Extract to read:
━━━━━━━━
Life is filled with danger and uncertainty, and it is a daily struggle to hold on to and advance the things that matter most to us. Distinguished psychiatrist and medical anthropologist Arthur Kleinman explores this difficulty in his most recent book, What Really Matters: Living a Moral Life Amidst Uncertainty and Danger. Through the interwoven narration of stories and personal experiences, Kleinman renders in plain language the breadth and frailty of human experience. Each of the seven chapters introduces a different character to the reader, each impaired by a unique combination of illness and traumatic injury that serve as backgrounds for the moral crises of how to respond. Kleinman admits that he learned through these stories, and likewise, we can also learn what it means to live a moral life, both as a shared experience and as an individual one. And finally, Kleinman takes an inventory of medicine and identifies areas where the profession has been insensitive to the moral and social contours of care. What Really Matters is full of worldly wisdom and has a number of applications that extend beyond illness and medicine.
Patients, research participants, and personal mentors all make appearances in What Really Matters, but one story stands out from the others. Kleinman retells the history of physician and anthropologist W. H. R. Rivers, who is best known for having treated poet Siegfried Sassoon during World War I. While his fieldwork earned an estimable reputation in medicine and anthropology prior to the war, Rivers returned to clinical medicine as a volunteer in the First World War. Here, Rivers cared for a deeply afflicted and tragically conflicted Siegfried Sassoon. Although Sassoon was initially diagnosed with shell-shock syndrome, Rivers eventually realized Sassoon was suffering instead from a repressed homosexual desire. Hated by society for his sexual orientation, Sassoon spiraled into a form of guilt and self-martyrdom. Instead of following traditional methods, Rivers imagined his care of Sassoon as a “kind of protective psychotherapy…aimed instead to enable Sassoon and others to gently and slowly rebuild shattered emotions and heal broken self-images.”  Here Kleinman introduces a new term to describe what Rivers treated: a moral disorder.
━━━━━━━━
Listed entries:
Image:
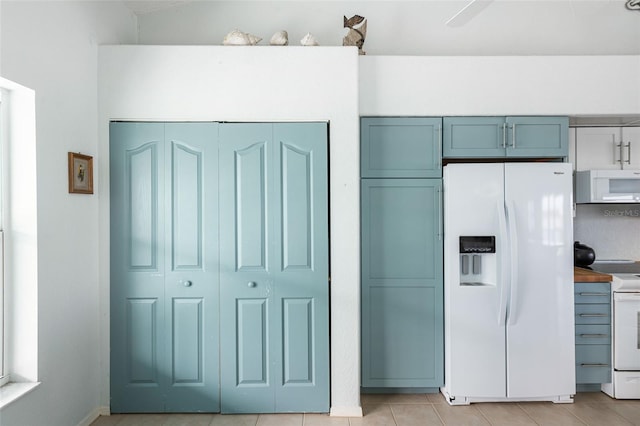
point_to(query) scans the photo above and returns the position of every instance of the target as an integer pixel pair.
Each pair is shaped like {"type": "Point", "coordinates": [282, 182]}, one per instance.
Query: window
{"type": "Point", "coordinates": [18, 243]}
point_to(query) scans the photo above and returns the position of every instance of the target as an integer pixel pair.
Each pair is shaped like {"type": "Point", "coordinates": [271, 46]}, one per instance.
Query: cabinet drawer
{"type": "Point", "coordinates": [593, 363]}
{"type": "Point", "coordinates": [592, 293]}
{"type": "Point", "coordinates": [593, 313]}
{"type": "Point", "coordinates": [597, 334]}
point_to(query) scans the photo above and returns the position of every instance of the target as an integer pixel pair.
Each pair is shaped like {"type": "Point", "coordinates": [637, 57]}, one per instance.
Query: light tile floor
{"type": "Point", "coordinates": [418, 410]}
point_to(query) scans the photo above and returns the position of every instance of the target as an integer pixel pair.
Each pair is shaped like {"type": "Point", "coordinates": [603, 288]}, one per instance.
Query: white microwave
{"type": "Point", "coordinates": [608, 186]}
━━━━━━━━
Work task:
Answer these questions from the review of What Really Matters:
(a) How many chapters does the book contain?
(b) Which poet did W. H. R. Rivers treat during World War I?
(c) What term does Kleinman introduce for what Rivers treated?
The lines have no connection to the review of What Really Matters.

Result of this task:
(a) Seven.
(b) Siegfried Sassoon.
(c) A moral disorder.